──────── TEXT EXTRACT

By Julian Pecquet - 06/08/11 03:28 PM EDT
The White House and House Republicans are in a tough fight to shape public perception of the healthcare reform law after a consulting firm said it could lead to 30 percent of employers dropping coverage starting in 2014.
What the report shows, said Energy and Commerce Health panel member Cathy McMorris Rodgers (R-Wash.), is that "what President Obama promised during the healthcare — that if you liked your health insurance plan you'd be able to keep it — is really not true. That is an unkept promise."
The Obama administration responded with a post on the White House blog calling the report, from McKinsey & Company, an "outlier."
"The study misses some key points," wrote Deputy Chief of Staff Nancy-Ann DeParle, "and doesn't provide the complete picture about how the Affordable Care Act will strengthen the health care system and make it easier for employers to offer high quality coverage to their employees."
With the House not in session this week, it took a while for political rhetoric to flare up after McKinsey released its report late Monday. But by Wednesday the barbs were flying.

────────────────

EXERCISE TASKS ->
• a. Summarize the article on the healthcare law report above in two sentences.
• b. Answer these questions using the article on the healthcare law report above:
(i) What share of employers could drop coverage starting in 2014, according to the consulting firm?
(ii) What word did the White House blog post use to describe the report?
(iii) By what day were the barbs flying?

──────── RECORDED DATA

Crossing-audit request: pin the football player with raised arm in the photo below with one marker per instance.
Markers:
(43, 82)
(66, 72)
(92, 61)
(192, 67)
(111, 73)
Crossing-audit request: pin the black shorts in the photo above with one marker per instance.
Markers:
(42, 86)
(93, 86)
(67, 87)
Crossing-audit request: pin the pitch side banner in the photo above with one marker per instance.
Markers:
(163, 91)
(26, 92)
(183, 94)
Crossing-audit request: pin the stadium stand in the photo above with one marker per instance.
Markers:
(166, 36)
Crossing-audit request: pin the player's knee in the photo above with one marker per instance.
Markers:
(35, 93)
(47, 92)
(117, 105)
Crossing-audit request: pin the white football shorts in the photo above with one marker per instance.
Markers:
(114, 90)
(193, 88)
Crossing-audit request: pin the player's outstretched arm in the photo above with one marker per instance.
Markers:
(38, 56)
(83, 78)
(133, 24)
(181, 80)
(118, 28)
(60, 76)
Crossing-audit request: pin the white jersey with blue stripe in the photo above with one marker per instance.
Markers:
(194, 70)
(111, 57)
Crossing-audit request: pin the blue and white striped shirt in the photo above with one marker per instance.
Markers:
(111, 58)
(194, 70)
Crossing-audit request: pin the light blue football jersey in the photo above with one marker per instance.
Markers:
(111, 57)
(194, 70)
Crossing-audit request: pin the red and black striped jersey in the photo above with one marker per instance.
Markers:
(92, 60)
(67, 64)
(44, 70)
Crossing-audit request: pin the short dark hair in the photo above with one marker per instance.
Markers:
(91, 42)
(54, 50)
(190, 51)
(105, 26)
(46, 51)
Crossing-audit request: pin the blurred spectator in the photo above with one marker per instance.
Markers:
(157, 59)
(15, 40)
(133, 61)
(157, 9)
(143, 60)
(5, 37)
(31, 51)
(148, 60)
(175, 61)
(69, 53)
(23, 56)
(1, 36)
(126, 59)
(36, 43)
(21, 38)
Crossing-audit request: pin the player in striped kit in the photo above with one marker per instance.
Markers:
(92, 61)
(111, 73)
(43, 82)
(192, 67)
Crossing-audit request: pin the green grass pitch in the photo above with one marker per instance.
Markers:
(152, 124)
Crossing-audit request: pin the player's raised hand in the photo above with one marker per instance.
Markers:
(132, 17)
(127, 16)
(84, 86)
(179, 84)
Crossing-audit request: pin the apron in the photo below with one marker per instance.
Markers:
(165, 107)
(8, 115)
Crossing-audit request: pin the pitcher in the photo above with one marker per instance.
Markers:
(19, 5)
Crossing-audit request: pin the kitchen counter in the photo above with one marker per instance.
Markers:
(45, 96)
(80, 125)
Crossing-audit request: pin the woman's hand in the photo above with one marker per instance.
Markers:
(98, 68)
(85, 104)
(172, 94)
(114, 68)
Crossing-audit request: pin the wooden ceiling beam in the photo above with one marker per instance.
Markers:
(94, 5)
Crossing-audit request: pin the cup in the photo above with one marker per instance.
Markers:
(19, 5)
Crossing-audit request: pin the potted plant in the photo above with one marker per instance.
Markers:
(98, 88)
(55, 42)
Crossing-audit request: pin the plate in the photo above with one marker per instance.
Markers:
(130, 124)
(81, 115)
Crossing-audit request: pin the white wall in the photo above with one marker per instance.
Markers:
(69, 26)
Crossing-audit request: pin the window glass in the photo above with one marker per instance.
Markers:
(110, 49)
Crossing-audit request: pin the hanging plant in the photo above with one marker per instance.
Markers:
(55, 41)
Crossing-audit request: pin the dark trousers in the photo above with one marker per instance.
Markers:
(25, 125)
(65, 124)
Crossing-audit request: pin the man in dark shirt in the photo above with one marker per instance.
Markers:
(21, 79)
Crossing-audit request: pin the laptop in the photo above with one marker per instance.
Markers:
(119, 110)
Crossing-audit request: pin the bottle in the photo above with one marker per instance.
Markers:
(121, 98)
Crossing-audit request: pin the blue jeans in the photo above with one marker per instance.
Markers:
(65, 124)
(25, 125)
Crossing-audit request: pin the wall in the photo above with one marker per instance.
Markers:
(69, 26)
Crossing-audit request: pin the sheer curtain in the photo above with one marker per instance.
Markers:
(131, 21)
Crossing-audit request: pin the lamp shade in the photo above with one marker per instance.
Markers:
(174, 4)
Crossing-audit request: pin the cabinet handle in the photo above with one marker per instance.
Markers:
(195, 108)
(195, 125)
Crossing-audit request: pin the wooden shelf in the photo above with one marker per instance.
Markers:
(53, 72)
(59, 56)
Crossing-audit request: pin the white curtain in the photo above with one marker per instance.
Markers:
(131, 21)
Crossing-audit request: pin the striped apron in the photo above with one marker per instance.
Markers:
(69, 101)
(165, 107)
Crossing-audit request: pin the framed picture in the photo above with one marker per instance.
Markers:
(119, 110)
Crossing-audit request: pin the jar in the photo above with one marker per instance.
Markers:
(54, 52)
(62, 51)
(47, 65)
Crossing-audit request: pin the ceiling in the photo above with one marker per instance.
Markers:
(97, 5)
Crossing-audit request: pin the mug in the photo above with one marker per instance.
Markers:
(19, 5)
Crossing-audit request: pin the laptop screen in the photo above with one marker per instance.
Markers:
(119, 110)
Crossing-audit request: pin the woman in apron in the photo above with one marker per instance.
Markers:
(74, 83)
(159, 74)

────────────────

WORKED SOLUTIONS ->
• a. A McKinsey & Company report saying the healthcare reform law could lead 30 percent of employers to drop coverage starting in 2014 has set off a fight between the White House and House Republicans over public perception of the law. Republican Cathy McMorris Rodgers said the report shows that President Obama's promise that people who liked their plans could keep them is not true, while the White House blog called the report an "outlier" that misses some key points.

• b.
(i) 30 percent
(ii) "Outlier"
(iii) Wednesday